| What to do |
Which of the lines below contain the string "orange"? Pick out and copy every such line, treating uppercase and lowercase as different.

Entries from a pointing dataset
[START]

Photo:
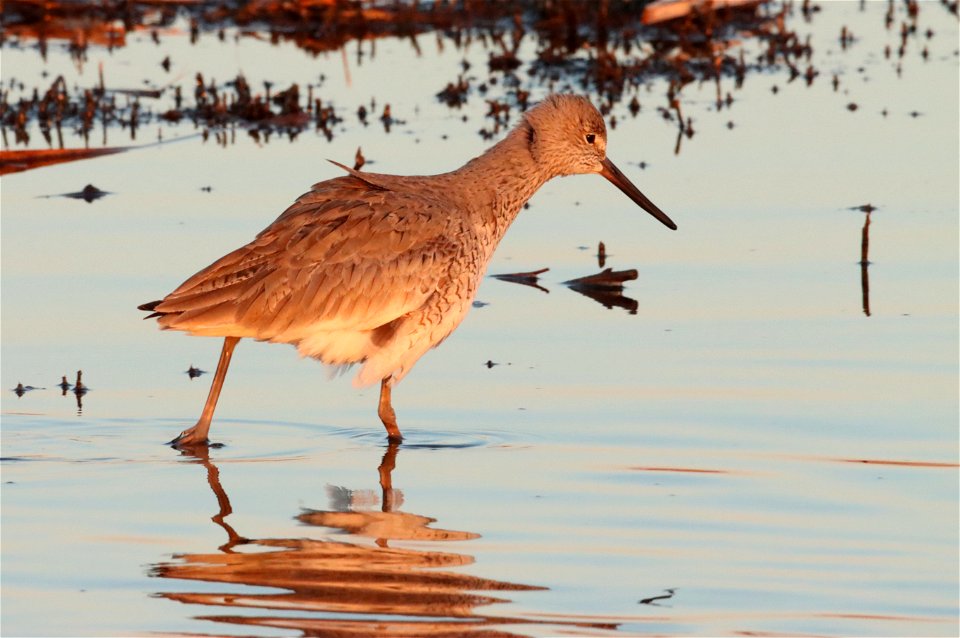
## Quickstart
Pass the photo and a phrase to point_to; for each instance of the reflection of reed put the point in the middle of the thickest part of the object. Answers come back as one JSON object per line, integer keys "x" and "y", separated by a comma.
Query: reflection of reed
{"x": 356, "y": 578}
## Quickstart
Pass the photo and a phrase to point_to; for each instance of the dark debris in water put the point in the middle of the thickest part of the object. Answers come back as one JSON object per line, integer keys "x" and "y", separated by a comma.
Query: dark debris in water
{"x": 89, "y": 194}
{"x": 525, "y": 278}
{"x": 21, "y": 389}
{"x": 608, "y": 50}
{"x": 607, "y": 279}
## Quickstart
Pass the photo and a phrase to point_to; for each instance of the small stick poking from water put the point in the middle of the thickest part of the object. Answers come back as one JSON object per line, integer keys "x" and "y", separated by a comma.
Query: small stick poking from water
{"x": 78, "y": 387}
{"x": 865, "y": 263}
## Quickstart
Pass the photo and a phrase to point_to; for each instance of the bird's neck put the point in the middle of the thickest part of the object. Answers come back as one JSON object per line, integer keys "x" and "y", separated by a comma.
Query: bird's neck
{"x": 506, "y": 176}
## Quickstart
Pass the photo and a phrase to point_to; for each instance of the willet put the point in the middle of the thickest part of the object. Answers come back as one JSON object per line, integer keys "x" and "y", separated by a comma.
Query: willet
{"x": 377, "y": 269}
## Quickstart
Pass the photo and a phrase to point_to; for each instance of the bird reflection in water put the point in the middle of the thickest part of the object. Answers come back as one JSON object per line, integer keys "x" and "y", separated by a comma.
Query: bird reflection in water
{"x": 395, "y": 591}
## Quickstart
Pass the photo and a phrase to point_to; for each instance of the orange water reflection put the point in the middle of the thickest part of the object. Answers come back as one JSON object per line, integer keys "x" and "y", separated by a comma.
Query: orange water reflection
{"x": 395, "y": 591}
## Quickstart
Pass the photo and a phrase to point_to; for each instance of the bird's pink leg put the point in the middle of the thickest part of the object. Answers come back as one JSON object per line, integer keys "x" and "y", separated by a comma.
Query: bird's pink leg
{"x": 197, "y": 435}
{"x": 387, "y": 415}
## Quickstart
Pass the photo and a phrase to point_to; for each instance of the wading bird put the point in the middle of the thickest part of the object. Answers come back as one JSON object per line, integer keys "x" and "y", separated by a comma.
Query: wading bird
{"x": 377, "y": 269}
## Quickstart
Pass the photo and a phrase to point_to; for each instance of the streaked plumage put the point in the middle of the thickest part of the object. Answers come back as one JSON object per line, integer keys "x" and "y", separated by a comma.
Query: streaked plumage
{"x": 377, "y": 269}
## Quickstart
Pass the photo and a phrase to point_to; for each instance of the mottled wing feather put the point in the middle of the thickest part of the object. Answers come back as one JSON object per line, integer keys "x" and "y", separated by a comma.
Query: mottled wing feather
{"x": 344, "y": 256}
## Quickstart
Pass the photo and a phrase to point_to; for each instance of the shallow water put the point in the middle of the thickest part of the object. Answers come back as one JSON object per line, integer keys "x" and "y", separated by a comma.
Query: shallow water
{"x": 766, "y": 445}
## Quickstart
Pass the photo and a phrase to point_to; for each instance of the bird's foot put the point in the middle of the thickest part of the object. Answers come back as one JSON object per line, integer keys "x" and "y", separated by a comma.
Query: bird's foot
{"x": 190, "y": 438}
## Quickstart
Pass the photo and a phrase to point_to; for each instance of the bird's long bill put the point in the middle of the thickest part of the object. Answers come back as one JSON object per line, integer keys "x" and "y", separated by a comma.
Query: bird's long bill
{"x": 618, "y": 179}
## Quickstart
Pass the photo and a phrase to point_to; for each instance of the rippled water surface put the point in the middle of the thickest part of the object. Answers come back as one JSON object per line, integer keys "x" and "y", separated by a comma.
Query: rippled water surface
{"x": 762, "y": 439}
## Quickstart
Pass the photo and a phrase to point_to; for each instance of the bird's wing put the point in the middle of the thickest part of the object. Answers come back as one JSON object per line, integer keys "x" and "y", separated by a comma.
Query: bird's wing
{"x": 345, "y": 256}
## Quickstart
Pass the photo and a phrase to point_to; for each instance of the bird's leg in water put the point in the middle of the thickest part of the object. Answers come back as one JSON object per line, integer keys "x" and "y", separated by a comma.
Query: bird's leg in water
{"x": 387, "y": 415}
{"x": 197, "y": 435}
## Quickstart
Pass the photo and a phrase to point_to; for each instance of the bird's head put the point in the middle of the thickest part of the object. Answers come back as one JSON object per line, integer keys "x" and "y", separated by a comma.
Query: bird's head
{"x": 567, "y": 136}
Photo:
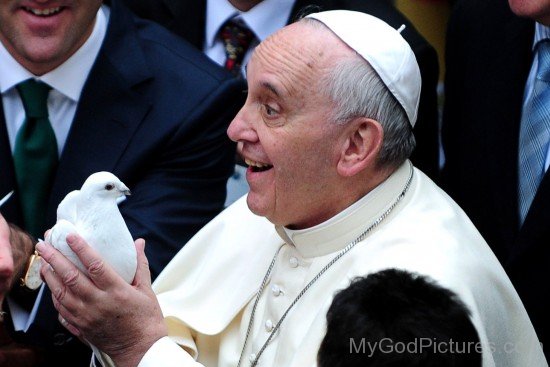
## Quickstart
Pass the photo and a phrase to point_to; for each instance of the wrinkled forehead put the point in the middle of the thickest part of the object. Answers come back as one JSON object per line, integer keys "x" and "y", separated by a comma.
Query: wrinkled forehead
{"x": 300, "y": 54}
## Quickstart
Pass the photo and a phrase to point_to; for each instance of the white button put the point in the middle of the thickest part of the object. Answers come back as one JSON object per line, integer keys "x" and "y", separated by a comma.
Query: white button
{"x": 276, "y": 290}
{"x": 268, "y": 325}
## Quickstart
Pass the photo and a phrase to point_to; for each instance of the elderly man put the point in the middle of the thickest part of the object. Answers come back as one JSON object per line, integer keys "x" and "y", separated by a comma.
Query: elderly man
{"x": 326, "y": 132}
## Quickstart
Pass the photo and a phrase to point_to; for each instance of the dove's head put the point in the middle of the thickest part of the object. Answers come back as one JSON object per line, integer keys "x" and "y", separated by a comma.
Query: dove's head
{"x": 104, "y": 184}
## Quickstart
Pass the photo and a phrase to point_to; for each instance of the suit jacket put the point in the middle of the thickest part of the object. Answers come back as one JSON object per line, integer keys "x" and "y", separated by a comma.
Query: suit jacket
{"x": 153, "y": 111}
{"x": 426, "y": 233}
{"x": 489, "y": 55}
{"x": 187, "y": 19}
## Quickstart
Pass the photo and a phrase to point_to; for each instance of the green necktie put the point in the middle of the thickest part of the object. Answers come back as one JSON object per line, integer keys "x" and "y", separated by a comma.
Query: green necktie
{"x": 35, "y": 156}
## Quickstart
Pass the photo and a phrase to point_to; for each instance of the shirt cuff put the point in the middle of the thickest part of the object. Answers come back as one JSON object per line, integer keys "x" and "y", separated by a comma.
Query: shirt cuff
{"x": 166, "y": 353}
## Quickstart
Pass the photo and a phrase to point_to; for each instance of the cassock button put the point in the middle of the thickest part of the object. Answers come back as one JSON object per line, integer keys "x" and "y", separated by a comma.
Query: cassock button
{"x": 268, "y": 325}
{"x": 276, "y": 290}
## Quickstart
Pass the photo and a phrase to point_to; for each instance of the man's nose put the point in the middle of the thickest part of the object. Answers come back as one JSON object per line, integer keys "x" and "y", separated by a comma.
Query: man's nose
{"x": 240, "y": 128}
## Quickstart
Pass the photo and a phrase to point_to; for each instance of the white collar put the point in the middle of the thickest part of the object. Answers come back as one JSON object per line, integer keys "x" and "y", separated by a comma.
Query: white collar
{"x": 263, "y": 19}
{"x": 542, "y": 32}
{"x": 69, "y": 77}
{"x": 337, "y": 232}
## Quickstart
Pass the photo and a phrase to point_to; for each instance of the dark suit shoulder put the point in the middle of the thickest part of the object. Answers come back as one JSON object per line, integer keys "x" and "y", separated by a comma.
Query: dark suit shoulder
{"x": 169, "y": 53}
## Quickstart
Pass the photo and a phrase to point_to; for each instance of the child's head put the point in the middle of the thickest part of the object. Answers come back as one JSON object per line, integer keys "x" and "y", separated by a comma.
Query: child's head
{"x": 396, "y": 318}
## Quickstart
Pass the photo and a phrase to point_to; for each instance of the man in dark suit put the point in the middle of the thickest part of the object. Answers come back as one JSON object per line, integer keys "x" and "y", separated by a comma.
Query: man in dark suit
{"x": 188, "y": 19}
{"x": 492, "y": 60}
{"x": 149, "y": 108}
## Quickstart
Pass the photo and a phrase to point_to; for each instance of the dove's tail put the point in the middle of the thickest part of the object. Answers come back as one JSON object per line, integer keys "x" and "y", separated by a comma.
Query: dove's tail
{"x": 99, "y": 357}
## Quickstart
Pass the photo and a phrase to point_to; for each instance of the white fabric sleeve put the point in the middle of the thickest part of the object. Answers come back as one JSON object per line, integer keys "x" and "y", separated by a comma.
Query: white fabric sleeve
{"x": 166, "y": 353}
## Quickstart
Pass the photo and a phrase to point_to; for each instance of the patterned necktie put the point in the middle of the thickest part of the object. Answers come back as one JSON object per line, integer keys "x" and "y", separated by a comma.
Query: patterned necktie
{"x": 236, "y": 40}
{"x": 534, "y": 132}
{"x": 35, "y": 155}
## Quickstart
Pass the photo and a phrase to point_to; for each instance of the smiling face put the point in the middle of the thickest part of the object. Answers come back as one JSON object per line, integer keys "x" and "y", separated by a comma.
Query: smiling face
{"x": 538, "y": 10}
{"x": 285, "y": 131}
{"x": 42, "y": 34}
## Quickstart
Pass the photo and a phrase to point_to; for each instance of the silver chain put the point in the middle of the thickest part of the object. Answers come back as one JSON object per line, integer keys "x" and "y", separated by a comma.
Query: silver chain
{"x": 351, "y": 245}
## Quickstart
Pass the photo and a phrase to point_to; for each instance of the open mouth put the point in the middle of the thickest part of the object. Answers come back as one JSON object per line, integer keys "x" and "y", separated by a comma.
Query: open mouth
{"x": 258, "y": 166}
{"x": 44, "y": 12}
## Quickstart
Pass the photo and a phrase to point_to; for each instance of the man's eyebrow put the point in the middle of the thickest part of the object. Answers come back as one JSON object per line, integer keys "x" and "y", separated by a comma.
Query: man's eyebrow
{"x": 271, "y": 87}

[END]

| Complete response |
Pass the photo and a phrase to point_to; for each instance of the orange water reflection put the point in the middle of the thickest part of the object. Answers come back as one JSON object per line, integer keys "x" and "y", separated by a comma.
Query: orange water reflection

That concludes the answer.